Can you write out all of the material below, word for word?

───

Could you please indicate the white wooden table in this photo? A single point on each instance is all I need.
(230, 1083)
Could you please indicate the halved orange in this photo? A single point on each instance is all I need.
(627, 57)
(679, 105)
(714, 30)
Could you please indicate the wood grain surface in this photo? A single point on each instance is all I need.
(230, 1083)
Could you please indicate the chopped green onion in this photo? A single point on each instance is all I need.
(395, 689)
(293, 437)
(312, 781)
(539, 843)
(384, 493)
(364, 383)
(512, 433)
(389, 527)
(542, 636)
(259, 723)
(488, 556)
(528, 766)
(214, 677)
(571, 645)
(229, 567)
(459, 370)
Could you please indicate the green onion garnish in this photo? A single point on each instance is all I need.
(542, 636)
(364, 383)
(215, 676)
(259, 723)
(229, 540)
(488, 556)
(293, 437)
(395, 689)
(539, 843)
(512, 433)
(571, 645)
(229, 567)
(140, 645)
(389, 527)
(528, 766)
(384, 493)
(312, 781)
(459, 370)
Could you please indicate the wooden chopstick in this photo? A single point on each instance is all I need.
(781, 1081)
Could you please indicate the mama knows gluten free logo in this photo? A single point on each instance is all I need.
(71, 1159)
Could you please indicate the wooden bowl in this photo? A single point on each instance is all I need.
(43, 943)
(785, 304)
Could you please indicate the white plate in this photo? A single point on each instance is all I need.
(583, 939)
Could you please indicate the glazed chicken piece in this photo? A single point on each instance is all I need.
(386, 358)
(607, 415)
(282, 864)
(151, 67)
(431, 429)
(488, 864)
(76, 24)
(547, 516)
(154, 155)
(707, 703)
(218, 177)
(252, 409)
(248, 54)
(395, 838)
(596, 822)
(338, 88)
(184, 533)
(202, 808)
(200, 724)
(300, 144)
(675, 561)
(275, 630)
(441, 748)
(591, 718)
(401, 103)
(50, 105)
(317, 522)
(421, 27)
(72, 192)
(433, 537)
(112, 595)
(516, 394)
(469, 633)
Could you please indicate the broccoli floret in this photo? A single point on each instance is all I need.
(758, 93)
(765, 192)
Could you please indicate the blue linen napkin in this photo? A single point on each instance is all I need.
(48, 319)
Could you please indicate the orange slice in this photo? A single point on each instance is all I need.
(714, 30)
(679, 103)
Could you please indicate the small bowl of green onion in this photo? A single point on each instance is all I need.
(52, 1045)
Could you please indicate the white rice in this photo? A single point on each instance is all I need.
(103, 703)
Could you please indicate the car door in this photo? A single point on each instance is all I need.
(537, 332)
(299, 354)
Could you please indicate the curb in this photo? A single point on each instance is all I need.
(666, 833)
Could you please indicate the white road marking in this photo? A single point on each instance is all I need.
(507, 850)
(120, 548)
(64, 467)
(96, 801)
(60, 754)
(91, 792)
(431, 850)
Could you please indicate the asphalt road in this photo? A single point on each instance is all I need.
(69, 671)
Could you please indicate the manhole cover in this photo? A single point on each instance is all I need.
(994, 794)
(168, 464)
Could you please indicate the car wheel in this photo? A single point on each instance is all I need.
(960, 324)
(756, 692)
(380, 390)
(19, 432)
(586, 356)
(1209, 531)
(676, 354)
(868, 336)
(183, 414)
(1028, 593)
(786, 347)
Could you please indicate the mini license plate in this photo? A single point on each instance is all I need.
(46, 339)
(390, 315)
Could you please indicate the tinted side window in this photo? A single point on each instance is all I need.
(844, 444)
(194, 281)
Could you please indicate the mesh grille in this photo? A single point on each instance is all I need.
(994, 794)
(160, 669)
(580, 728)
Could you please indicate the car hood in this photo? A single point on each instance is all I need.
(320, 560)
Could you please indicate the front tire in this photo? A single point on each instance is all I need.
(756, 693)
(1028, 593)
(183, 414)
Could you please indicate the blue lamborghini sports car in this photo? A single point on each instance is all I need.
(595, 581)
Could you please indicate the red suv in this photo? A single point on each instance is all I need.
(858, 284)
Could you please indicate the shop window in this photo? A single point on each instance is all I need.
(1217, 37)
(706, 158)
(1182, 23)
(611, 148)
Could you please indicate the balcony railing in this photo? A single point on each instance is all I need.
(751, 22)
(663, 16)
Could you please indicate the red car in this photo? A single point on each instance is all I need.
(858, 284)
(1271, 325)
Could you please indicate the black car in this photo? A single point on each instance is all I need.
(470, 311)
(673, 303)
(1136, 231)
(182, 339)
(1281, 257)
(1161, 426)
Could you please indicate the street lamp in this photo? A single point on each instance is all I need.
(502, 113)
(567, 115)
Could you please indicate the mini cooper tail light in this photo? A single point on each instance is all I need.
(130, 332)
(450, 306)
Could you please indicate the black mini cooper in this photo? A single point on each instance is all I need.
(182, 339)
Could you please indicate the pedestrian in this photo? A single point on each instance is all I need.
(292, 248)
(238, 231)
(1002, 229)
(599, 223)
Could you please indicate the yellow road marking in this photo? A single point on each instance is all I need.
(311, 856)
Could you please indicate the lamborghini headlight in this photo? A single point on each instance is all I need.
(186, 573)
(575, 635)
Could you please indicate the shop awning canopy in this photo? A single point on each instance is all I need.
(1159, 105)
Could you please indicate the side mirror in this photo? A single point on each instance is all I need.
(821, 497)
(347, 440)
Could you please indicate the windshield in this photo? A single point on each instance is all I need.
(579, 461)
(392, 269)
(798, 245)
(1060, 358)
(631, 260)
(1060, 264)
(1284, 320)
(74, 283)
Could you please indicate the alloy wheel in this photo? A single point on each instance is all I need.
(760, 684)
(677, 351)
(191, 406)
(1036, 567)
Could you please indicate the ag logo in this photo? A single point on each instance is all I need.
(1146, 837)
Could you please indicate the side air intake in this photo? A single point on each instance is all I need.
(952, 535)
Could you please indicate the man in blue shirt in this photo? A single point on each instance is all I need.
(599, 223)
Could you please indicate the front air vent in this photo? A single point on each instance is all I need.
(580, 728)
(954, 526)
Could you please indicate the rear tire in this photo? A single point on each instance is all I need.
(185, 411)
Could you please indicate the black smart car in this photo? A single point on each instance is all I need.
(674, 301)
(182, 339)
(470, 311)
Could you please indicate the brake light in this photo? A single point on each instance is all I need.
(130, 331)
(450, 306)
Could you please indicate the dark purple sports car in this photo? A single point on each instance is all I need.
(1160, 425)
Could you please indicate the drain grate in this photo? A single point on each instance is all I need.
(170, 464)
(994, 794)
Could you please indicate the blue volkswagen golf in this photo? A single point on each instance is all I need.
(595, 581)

───

- **ANSWER**:
Could you please indicate the white wooden table in this photo? A single point on each instance is all I need.
(230, 1083)
Could you please indicate the halved orange in this photo? A single point on each instance is all I need.
(627, 57)
(679, 105)
(714, 30)
Could you please indicate the wood grain surface in this photo? A single point on each instance is all I need.
(230, 1083)
Could you please indicate the chopped green onion in this photo? A single point on each instance is all I need.
(395, 689)
(293, 437)
(312, 781)
(539, 843)
(384, 493)
(364, 383)
(512, 433)
(389, 527)
(542, 636)
(259, 723)
(488, 556)
(528, 766)
(214, 677)
(571, 645)
(229, 567)
(459, 370)
Could you please indicate the green onion garnish in this photo? A single point on each instance is all I need.
(542, 636)
(364, 383)
(215, 676)
(259, 723)
(229, 540)
(488, 556)
(293, 437)
(395, 689)
(539, 843)
(512, 433)
(571, 645)
(229, 567)
(140, 645)
(389, 527)
(528, 766)
(384, 493)
(312, 781)
(459, 370)
Could you please indicate the wooden chopstick in this photo? A single point on each instance is all I need.
(781, 1081)
Could you please indicate the mama knows gluten free logo in this photo? A single point on each instance is all I need.
(71, 1159)
Could you please indicate the wooden bowl in this photo? A single point on each instance is all I need.
(43, 943)
(785, 304)
Could you please indicate the white plate in this photo? A single point on each instance is all I need.
(583, 939)
Could you please indicate the glazed chicken piece in this photo? A single point on each instance is all I need.
(386, 358)
(607, 415)
(282, 864)
(151, 67)
(431, 429)
(488, 864)
(76, 24)
(547, 516)
(154, 155)
(707, 703)
(218, 177)
(252, 409)
(248, 54)
(395, 838)
(596, 822)
(338, 88)
(184, 533)
(202, 808)
(200, 724)
(300, 144)
(675, 561)
(275, 630)
(441, 748)
(591, 718)
(401, 103)
(50, 105)
(317, 522)
(421, 27)
(72, 192)
(433, 537)
(112, 595)
(516, 394)
(469, 633)
Could you please indicate the broccoli floret in this photo? A single point on each instance is all I need.
(758, 93)
(765, 192)
Could you please indicate the blue linen napkin in this photo? A single point on each instance is all I need.
(48, 319)
Could you please indicate the orange slice in this photo? A single point on each instance is all I need.
(714, 30)
(679, 103)
Could you please indicate the small bowl of green onion in this photo? A single point on each instance is all I need.
(52, 1045)
Could you please indicate the white rice in this photo? A single point on each instance is all I need.
(103, 703)
Could you please indicate the car door in this photo? A single point on each instance is all I need.
(537, 332)
(299, 354)
Could you please indicate the curb in this photo? A single point on each instance is all I need.
(666, 833)
Could you please indicate the white road marking in this photo? A single point on each instance is all I need.
(507, 850)
(120, 548)
(64, 467)
(96, 801)
(60, 754)
(91, 792)
(431, 850)
Could you please indicate the asphalt road in this photo? A single point on each instance is all I need.
(69, 671)
Could you please indicate the manhole cover in this photo? A single point on each instance is all I need.
(994, 794)
(168, 464)
Could you please indicate the car wheel in this photo? A single point on each instance is all I need.
(960, 324)
(756, 692)
(380, 390)
(19, 432)
(586, 356)
(1209, 531)
(676, 354)
(868, 336)
(183, 414)
(1028, 593)
(786, 347)
Could you please indicate the mini license plate in this photo? A single point on each instance is all I need.
(46, 339)
(390, 315)
Could you please indicate the tinted side window in this photo? A single point on each instance is all I need.
(844, 444)
(194, 281)
Could you please indicate the mesh grille in this photo? A single point on each instance is all I need.
(994, 794)
(160, 669)
(580, 728)
Could you please indicate the car hood in this photo? A single point on each instance is all I need.
(320, 560)
Could you please indicate the front tire in this photo? A single point on each instance is all I need.
(756, 693)
(1028, 593)
(183, 414)
Could you please indicate the blue lamborghini sports car in this photo? A single point on each instance is all I need.
(595, 581)
Could you please indicate the red suv in this photo? A single point on each instance is all I need.
(858, 284)
Could you please indicate the shop window in this photo? A single point on each instance is all I need.
(1217, 37)
(706, 158)
(1182, 23)
(611, 148)
Could you please indicate the balcony railing in this photo? A single point on each instance is all I need.
(751, 22)
(663, 16)
Could you please indicate the red car in this photo? A single point on each instance is all I need.
(858, 284)
(1271, 325)
Could you please indicate the black car in this photo? A single point on each instance is all I need.
(470, 311)
(673, 303)
(1136, 231)
(182, 339)
(1281, 257)
(1161, 426)
Could you please indicate the street lamp in this photo? A single point on each instance is all I need.
(502, 113)
(567, 115)
Could you please indicate the mini cooper tail light in this photo? A single point on each instance is all I need.
(130, 332)
(450, 306)
Could you please indicate the black mini cooper in this photo? A single point on each instance is all I need.
(182, 339)
Could you please indicate the pedestrian in this photo? A single point on each instance is all I need.
(292, 248)
(238, 231)
(1002, 229)
(599, 223)
Could you please indicate the yellow road marking in this photo? A single point on each instance is all I need.
(311, 856)
Could you please indicate the lamborghini headlight in this photo? A single point on each instance is all I need.
(186, 573)
(575, 635)
Could you please indicate the shop awning canopy in this photo? A single point on each instance is all I need.
(1159, 105)
Could you please indicate the side mirror in this photo? A single point on each instance is all I need.
(821, 497)
(347, 440)
Could you please indicate the windshield in this photo? A single point on each instance is all I need.
(579, 461)
(392, 269)
(798, 245)
(1060, 358)
(631, 260)
(1060, 264)
(1284, 320)
(74, 283)
Could you please indicate the alloy wheel in this photo? A single point on each instance is all I need.
(760, 684)
(677, 351)
(191, 406)
(1036, 567)
Could you please indicate the ag logo in this photo? A single point on each instance is all I need.
(1146, 837)
Could you please indicate the side air intake in this photo? A single point on each instance is all I need.
(952, 535)
Could you please indicate the man in blue shirt in this photo? A single point on each instance is all I need.
(599, 223)
Could you please indicate the front air vent in this photo? A single point on each instance is all I need.
(580, 728)
(954, 526)
Could you please indicate the rear tire in this photo? A single point on each instance is all I need.
(185, 411)
Could you please indicate the black smart car in this photo? A single point on each instance is all I need.
(674, 301)
(182, 339)
(470, 311)
Could you please indicate the brake light in this photo? A single point on each instance is all I need.
(130, 331)
(450, 306)
Could you please indicate the dark purple sports car in this photo? A single point on each instance is all I need.
(1160, 425)
Could you please indicate the drain grate in this photo? A single point on each instance is all I need.
(170, 464)
(994, 794)
Could you please indicate the blue volkswagen golf in this photo? A single point on each instance is all I need.
(595, 581)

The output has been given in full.